Professional sports teams have decided the toxic antics of athletes such as Stephon Marbury, Terrell "T.O." Owens and Manny Ramirez are not worth their superstar abilities
| By Entourage, July/August 2009
Renegade Athletes

It's a Monday night in late February, nearly three-quarters of the way through the 2008-2009 NBA season, and the pasty-faced man who single-handedly whacked point guard Stephon Marbury from the New York Knicks' existence is holed up in his office in the bowels of Madison Square Garden, sifting through a mass of papers while taking quick drags of water from a plastic bottle.

When Mike D'Antoni ed up the cushy Chicago Bulls' coaching gig to take on the same position with the dreaded Knicks in May 2008, some friends thought he'd totally lost it, if not committed career suicide. Why would a coach with such a stellar track record, building the Phoenix Suns from a nothing, spiritless bunch into a Pacific Division run-and-gun powerhouse, do a crazy thing like that? Why would he follow the self-destructions of Larry Brown and Isiah Thomas into such a black hole of an organization—a bottom-dwelling team of hopelessly negative vibes, terribly disconnected parts, and a ridiculously bloated payroll, which not only hadn't cracked above the .500 mark in seven straight seasons but suffered through two years in which they lost more than 70 percent of their games? Well, everybody needs a challenge, is how D'Antoni essentially would put it later, smiling as if he knew something the rest of us didn't.

His biggest challenge, of course, was what to do with the chronically unhappy Marbury, the team's highest-paid player (at an obese $21 million a year), lone legitimate star, and resident problem child, whom D'Antoni's Suns, coincidentally or not, had traded away to the Knicks in January 2004. In the time since, the man who once proclaimed himself "the best point guard in the NBA"—to mostly rolling eyes and snickers—had not only become the grim, if not glowering face of a once-great franchise, but its abysmal body language: slumped over on the bench, head hung low, white towel draped over him.

▶ [Tasks to carry out]
- 1) In the article on renegade athletes, how much was Stephon Marbury paid per year?
- 2) Retype everything in the article on renegade athletes from "His biggest challenge, of" down to "draped over him.".
- 3) Decide whether each statement agrees with the article on renegade athletes, and answer yes or no with the deciding words quoted: (a) D'Antoni's Suns traded Marbury to the Knicks in January 2004. (b) The Knicks had finished above .500 in each of the seven seasons before D'Antoni arrived. (c) D'Antoni's office is inside Madison Square Garden.
You can ignore the records that come next.

▶ [Data for review]
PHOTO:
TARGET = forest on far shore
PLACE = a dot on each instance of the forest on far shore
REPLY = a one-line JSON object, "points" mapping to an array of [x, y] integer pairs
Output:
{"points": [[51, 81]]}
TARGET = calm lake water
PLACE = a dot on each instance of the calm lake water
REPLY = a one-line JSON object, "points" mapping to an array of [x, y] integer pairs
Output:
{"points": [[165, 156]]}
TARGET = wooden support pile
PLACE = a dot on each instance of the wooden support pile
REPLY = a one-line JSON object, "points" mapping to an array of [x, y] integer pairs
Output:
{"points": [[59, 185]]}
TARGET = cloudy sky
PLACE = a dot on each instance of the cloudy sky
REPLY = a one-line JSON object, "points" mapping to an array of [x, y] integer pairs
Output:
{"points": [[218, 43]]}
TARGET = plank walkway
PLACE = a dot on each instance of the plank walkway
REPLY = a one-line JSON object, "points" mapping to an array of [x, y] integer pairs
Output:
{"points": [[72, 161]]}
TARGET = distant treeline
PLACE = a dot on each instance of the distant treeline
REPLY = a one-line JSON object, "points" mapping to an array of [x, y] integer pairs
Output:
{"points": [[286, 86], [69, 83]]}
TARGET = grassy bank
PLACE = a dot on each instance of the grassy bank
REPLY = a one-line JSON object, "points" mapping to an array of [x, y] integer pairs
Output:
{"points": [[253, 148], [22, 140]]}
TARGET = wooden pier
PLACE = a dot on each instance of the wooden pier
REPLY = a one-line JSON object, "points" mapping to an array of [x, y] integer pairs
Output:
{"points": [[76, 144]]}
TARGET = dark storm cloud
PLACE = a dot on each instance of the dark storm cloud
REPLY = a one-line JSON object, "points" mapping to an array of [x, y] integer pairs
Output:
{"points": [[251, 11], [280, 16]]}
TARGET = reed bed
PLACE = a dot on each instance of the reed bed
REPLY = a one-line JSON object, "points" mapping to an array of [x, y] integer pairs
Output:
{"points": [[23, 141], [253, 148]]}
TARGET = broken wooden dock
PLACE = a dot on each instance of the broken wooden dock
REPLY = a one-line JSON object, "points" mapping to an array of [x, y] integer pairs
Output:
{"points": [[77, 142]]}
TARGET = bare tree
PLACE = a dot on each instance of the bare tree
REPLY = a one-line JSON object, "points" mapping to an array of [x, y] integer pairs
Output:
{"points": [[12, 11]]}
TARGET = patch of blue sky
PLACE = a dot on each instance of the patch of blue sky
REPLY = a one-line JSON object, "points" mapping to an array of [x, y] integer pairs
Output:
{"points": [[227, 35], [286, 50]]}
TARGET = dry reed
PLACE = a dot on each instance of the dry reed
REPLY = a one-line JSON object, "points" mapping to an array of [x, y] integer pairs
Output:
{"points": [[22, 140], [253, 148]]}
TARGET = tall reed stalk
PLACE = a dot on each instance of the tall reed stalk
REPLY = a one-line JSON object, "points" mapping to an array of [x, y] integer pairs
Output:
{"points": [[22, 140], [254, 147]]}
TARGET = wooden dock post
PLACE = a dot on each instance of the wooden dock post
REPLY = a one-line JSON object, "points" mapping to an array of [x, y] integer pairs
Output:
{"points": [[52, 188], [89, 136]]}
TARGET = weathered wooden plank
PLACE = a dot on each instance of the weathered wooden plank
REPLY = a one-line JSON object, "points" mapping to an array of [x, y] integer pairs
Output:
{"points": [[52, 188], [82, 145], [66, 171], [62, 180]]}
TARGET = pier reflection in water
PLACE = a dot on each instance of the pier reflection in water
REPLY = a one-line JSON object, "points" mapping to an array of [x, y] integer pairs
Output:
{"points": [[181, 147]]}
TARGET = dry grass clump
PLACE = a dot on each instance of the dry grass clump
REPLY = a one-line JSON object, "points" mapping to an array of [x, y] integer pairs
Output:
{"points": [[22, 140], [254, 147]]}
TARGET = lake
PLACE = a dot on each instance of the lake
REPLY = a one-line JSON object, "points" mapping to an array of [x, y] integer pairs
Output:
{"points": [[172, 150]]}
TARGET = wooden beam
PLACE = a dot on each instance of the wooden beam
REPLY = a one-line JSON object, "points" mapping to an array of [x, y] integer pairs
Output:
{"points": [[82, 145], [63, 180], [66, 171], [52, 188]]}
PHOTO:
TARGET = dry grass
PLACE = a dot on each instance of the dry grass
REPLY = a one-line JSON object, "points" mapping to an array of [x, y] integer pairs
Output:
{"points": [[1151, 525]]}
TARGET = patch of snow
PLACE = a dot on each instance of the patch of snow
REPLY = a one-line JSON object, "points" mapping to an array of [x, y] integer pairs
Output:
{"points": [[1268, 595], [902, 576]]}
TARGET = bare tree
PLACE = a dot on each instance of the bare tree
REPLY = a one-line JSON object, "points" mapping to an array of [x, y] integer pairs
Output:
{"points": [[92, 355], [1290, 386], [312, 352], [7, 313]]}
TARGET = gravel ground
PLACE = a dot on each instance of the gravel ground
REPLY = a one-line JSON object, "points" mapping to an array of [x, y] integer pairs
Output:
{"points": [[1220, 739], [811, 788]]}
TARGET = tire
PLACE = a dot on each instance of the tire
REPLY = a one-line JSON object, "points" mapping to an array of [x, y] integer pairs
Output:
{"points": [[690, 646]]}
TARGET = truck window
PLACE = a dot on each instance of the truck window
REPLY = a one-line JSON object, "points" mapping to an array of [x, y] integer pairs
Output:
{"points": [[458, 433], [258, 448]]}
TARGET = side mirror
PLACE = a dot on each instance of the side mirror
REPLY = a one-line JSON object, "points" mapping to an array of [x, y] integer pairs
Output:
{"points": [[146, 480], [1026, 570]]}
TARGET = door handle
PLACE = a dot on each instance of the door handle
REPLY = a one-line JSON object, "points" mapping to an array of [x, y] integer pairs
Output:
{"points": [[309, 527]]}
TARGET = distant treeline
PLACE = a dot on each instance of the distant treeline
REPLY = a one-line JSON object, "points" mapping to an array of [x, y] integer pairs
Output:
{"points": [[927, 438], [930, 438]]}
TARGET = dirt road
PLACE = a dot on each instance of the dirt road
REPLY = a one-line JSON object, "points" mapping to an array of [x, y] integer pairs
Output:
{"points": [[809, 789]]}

▶ [Task-by-task answers]
- 1) $21 million a year

- 2)
His biggest challenge, of course, was what to do with the chronically unhappy Marbury, the team's highest-paid player (at an obese $21 million a year), lone legitimate star, and resident problem child, whom D'Antoni's Suns, coincidentally or not, had traded away to the Knicks in January 2004. In the time since, the man who once proclaimed himself "the best point guard in the NBA"—to mostly rolling eyes and snickers—had not only become the grim, if not glowering face of a once-great franchise, but its abysmal body language: slumped over on the bench, head hung low, white towel draped over him.

- 3)
(a) Yes: "had traded away to the Knicks in January 2004"
(b) No: "hadn't cracked above the .500 mark in seven straight seasons"
(c) Yes: "holed up in his office in the bowels of Madison Square Garden"